** What is needed **
Output exactly the line that includes "of plain gray" and all the lines after it through the end of the listing below, and nothing more.

══════

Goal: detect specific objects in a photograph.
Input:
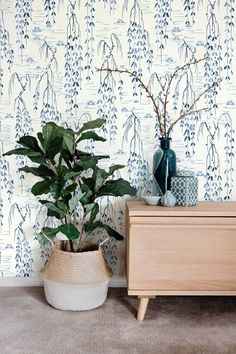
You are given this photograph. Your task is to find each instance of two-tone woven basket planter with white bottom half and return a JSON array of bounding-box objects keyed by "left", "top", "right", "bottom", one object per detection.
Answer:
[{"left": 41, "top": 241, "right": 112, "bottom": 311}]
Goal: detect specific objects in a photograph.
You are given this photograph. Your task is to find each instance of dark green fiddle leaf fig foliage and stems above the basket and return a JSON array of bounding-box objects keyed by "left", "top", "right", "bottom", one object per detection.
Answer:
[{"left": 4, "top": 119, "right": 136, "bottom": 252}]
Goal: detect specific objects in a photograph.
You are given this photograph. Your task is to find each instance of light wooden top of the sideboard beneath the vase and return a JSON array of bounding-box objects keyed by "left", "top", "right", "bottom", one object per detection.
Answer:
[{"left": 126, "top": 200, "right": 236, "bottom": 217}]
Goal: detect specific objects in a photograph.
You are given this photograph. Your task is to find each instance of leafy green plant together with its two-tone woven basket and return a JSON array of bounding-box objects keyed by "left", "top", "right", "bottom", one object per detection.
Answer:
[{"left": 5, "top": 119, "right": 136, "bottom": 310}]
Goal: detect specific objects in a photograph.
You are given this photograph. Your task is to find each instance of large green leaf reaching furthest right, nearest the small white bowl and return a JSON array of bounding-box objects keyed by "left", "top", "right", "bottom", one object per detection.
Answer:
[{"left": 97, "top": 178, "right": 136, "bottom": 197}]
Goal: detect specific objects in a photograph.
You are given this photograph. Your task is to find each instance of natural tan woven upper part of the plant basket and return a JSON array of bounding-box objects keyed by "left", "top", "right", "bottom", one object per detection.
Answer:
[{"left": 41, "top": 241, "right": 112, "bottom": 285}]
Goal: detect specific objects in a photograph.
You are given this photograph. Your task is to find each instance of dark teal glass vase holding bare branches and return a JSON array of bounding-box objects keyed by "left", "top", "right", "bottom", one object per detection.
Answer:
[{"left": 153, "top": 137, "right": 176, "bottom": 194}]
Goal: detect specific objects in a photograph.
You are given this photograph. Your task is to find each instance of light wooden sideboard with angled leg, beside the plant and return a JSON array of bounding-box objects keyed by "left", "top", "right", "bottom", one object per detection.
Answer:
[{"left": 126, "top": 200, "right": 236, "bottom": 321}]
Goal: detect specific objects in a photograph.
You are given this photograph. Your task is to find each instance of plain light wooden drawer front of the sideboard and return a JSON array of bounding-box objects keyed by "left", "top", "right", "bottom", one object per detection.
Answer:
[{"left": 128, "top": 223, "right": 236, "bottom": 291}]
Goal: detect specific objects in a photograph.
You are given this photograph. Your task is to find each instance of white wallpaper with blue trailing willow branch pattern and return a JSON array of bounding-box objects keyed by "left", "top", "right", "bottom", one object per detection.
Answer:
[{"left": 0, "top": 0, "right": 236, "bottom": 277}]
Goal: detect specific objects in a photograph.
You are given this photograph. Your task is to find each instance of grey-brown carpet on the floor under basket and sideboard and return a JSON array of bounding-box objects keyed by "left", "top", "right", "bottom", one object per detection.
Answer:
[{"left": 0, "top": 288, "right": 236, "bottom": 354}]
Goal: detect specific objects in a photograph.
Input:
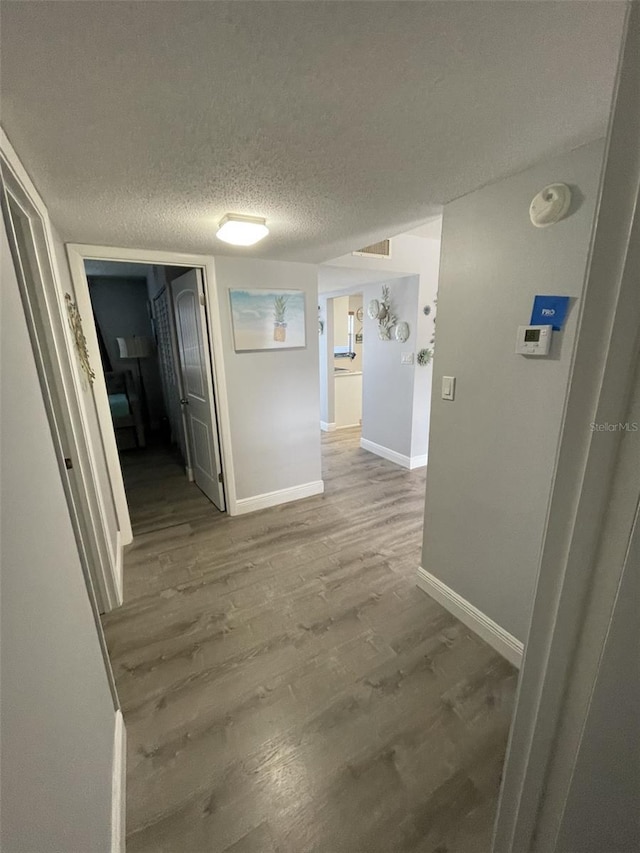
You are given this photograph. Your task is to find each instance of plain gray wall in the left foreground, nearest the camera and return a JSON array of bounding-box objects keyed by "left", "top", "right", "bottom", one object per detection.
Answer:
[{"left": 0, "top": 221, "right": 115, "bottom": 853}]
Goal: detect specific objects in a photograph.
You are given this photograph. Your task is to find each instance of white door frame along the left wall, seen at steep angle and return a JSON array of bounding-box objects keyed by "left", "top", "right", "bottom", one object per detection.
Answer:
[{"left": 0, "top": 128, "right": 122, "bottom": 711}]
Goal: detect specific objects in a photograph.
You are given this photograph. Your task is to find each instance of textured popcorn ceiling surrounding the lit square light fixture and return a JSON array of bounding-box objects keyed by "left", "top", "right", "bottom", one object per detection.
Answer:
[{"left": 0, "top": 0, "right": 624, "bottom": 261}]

══════

** Result of this task **
You are given this photograph. Your task is to find each instance of plain gray wall in the left foreground, nearest the camera and return a JSON array of bounding-box objects keyed by "left", "top", "right", "bottom", one object per detection.
Answer:
[{"left": 0, "top": 221, "right": 115, "bottom": 853}]
Goal: detect specific objects in a photograph.
You are given this photograph. Your task is to find each instance of white door frame along the left wall, seen at steep angle and return a JSON array of bounding-box objects keyed by "left", "top", "right", "bottom", one object per detection.
Answer:
[{"left": 0, "top": 128, "right": 122, "bottom": 711}]
Goal: detect specific objects in a photograph.
You are given this photograph. Your task is to find each instance of textured popcorn ceiling surrounding the lit square light fixture and return a JSON array of bounding-box objects keyed by "left", "top", "right", "bottom", one object per detection.
Answer:
[{"left": 0, "top": 0, "right": 624, "bottom": 261}]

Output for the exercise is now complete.